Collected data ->
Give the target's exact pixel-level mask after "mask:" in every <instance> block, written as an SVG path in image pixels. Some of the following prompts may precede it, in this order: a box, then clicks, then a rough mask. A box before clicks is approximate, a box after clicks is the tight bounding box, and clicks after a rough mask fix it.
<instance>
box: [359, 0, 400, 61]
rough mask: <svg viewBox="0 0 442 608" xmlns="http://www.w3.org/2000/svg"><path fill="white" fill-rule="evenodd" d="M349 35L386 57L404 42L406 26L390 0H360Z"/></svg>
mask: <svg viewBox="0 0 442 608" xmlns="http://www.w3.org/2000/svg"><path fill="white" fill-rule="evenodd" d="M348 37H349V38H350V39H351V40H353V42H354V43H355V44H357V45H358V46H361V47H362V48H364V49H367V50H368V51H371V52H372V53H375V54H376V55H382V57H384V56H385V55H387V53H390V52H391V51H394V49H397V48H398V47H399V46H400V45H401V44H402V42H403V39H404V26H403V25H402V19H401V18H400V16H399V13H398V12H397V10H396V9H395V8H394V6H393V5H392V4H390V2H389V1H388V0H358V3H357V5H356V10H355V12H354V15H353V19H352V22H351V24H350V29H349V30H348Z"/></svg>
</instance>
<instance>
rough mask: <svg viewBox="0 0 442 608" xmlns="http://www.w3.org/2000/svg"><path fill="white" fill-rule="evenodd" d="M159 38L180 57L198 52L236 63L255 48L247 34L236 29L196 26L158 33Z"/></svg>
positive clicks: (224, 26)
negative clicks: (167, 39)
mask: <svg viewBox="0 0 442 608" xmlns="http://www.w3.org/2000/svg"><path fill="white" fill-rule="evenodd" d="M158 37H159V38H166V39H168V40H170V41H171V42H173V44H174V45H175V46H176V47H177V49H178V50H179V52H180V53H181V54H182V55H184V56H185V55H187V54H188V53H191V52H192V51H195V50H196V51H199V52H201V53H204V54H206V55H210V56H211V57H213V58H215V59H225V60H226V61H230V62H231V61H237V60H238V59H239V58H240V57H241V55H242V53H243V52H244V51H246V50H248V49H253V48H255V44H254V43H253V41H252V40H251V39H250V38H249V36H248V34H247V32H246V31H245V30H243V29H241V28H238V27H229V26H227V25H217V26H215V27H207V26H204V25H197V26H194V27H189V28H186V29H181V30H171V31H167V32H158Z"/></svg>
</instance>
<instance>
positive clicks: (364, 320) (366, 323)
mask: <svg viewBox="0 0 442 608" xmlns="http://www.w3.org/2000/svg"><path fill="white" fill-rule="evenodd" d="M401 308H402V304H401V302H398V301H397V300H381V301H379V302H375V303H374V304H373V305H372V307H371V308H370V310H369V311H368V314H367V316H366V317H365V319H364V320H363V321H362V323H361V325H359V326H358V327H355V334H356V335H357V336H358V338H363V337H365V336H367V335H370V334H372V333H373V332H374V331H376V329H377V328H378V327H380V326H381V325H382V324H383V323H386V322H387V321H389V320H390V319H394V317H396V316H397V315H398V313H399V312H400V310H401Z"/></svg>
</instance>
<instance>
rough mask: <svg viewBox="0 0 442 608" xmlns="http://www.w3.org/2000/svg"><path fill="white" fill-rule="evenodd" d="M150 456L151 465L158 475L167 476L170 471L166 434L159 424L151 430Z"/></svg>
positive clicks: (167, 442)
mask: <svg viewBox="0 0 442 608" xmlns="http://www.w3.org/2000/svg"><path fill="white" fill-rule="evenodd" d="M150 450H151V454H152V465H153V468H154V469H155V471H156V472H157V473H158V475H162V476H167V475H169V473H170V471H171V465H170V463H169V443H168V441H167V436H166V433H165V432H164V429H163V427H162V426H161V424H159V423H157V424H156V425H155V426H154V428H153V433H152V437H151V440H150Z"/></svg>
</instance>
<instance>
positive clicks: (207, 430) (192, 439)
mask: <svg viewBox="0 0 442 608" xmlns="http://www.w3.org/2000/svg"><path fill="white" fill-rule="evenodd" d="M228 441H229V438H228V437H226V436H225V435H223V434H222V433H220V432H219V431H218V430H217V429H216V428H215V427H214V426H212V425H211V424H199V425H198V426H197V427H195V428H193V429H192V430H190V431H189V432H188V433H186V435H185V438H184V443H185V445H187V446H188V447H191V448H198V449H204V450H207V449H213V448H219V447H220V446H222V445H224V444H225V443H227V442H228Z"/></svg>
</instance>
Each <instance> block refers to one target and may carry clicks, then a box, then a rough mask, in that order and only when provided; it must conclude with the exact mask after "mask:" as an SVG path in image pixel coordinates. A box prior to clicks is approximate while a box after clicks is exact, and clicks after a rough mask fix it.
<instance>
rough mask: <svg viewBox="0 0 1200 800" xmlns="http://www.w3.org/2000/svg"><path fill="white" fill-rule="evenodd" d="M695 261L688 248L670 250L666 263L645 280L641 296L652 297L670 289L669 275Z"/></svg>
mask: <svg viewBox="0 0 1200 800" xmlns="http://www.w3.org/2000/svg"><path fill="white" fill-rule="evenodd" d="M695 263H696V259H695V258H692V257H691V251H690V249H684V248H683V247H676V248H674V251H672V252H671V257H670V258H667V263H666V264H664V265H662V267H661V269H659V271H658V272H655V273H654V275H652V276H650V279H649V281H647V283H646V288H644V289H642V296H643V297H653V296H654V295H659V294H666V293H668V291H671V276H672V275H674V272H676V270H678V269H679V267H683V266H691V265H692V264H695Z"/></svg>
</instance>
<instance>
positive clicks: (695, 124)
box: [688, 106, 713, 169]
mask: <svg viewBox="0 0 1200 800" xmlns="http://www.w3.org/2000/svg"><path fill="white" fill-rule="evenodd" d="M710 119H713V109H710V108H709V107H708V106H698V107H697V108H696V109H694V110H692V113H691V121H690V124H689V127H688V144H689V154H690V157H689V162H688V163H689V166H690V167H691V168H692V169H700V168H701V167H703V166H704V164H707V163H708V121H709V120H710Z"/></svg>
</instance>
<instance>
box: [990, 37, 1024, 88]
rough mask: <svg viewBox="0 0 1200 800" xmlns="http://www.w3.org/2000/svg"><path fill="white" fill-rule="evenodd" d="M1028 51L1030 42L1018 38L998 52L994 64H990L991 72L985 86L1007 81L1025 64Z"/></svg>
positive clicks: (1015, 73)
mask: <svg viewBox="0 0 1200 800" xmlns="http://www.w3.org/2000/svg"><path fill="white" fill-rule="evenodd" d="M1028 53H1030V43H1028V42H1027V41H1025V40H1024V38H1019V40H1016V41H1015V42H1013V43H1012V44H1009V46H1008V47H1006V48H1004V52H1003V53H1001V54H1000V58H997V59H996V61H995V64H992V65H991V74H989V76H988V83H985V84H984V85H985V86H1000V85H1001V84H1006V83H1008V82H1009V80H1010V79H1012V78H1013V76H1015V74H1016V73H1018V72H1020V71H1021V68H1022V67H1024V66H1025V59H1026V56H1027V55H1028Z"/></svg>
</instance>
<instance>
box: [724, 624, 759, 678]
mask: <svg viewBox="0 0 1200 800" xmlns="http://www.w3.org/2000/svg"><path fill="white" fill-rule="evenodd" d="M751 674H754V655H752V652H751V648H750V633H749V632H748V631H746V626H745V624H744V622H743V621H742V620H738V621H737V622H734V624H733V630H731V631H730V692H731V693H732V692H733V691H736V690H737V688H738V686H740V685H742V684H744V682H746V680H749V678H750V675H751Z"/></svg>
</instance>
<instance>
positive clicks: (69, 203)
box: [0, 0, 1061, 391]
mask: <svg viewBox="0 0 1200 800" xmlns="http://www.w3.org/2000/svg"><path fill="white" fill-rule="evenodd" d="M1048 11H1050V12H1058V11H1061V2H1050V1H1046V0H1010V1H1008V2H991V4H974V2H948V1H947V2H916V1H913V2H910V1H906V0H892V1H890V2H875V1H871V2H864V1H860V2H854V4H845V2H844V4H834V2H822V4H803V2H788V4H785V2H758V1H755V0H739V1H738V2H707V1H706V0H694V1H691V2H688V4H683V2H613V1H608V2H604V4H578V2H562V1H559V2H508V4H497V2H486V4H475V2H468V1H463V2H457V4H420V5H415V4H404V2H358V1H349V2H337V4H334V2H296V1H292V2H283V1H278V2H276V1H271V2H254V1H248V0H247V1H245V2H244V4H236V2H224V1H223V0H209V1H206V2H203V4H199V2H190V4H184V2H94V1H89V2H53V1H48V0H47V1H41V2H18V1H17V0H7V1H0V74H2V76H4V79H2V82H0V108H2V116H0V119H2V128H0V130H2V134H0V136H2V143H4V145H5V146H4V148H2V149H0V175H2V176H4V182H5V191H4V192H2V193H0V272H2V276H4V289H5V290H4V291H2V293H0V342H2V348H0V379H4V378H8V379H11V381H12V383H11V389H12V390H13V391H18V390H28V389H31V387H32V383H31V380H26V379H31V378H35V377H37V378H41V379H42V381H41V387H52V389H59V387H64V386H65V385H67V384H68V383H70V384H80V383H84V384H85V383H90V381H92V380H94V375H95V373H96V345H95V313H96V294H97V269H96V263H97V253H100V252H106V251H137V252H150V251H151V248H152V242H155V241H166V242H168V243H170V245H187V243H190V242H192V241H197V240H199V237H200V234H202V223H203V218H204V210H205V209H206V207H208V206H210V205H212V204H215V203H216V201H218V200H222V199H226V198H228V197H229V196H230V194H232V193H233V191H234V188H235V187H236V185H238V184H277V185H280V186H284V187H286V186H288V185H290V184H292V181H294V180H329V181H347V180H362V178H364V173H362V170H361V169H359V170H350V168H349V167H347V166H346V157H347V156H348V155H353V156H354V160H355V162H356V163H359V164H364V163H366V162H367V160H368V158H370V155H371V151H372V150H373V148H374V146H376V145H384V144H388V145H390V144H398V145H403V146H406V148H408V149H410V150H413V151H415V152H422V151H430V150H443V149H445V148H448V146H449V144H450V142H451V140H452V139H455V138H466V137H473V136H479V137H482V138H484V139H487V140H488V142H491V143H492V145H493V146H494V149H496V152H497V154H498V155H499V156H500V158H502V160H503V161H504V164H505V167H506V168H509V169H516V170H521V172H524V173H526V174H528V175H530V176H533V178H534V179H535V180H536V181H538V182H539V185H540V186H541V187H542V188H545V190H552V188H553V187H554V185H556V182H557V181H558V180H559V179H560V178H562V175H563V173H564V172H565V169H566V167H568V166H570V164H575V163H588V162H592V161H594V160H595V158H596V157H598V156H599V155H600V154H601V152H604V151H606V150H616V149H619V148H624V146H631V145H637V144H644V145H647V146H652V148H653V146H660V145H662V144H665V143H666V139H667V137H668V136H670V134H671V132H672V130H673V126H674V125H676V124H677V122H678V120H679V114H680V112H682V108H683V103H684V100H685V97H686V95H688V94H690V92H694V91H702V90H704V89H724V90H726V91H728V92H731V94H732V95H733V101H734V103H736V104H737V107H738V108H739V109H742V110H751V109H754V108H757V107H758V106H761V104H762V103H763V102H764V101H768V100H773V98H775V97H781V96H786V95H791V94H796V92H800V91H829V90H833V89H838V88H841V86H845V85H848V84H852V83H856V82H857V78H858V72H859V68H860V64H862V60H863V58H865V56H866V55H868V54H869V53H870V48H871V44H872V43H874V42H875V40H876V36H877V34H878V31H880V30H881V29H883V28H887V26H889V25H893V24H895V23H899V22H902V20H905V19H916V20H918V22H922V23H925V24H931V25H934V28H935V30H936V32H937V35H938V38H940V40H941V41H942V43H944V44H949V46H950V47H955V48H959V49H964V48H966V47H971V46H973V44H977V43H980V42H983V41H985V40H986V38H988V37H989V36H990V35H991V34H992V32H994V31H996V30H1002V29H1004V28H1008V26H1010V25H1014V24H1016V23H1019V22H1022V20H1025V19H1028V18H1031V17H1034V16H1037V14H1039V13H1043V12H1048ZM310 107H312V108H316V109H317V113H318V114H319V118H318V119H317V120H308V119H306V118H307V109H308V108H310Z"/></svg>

Problem statement -> Reproduce exactly the section above that begins at the line containing "Each <instance> block" and ends at the line containing "51L1030 42L1018 38L998", leaving out all other lines.

Finished task ->
Each <instance> block refers to one target and may carry clicks, then a box, then a rough mask, in that order and only when provided; it must conclude with the exact mask after "mask:" as an SVG path in image pixel coordinates. A box prior to clicks is approximate while a box after clicks is exact, and clicks after a rough mask fix it.
<instance>
rough mask: <svg viewBox="0 0 1200 800" xmlns="http://www.w3.org/2000/svg"><path fill="white" fill-rule="evenodd" d="M695 261L688 248L670 250L666 263L645 280L641 296L652 297L670 289L669 275Z"/></svg>
mask: <svg viewBox="0 0 1200 800" xmlns="http://www.w3.org/2000/svg"><path fill="white" fill-rule="evenodd" d="M695 263H696V259H695V258H692V257H691V251H690V249H684V248H683V247H676V248H674V251H672V252H671V257H670V258H667V263H666V264H664V265H662V267H661V269H659V271H658V272H655V273H654V275H652V276H650V279H649V281H647V283H646V288H644V289H642V296H643V297H653V296H654V295H659V294H666V293H668V291H671V276H672V275H674V272H676V270H678V269H679V267H683V266H691V265H692V264H695Z"/></svg>
</instance>
<instance>
positive clicks: (695, 124)
box: [688, 106, 713, 169]
mask: <svg viewBox="0 0 1200 800" xmlns="http://www.w3.org/2000/svg"><path fill="white" fill-rule="evenodd" d="M710 119H713V109H710V108H709V107H708V106H698V107H697V108H696V109H694V110H692V113H691V121H690V124H689V127H688V144H689V154H690V157H689V162H688V163H689V166H690V167H691V168H692V169H700V168H701V167H703V166H704V164H707V163H708V121H709V120H710Z"/></svg>
</instance>
<instance>
box: [990, 37, 1024, 88]
rough mask: <svg viewBox="0 0 1200 800" xmlns="http://www.w3.org/2000/svg"><path fill="white" fill-rule="evenodd" d="M1028 51L1030 42L1018 38L998 52L994 64H990L991 72L985 86L1007 81L1025 64Z"/></svg>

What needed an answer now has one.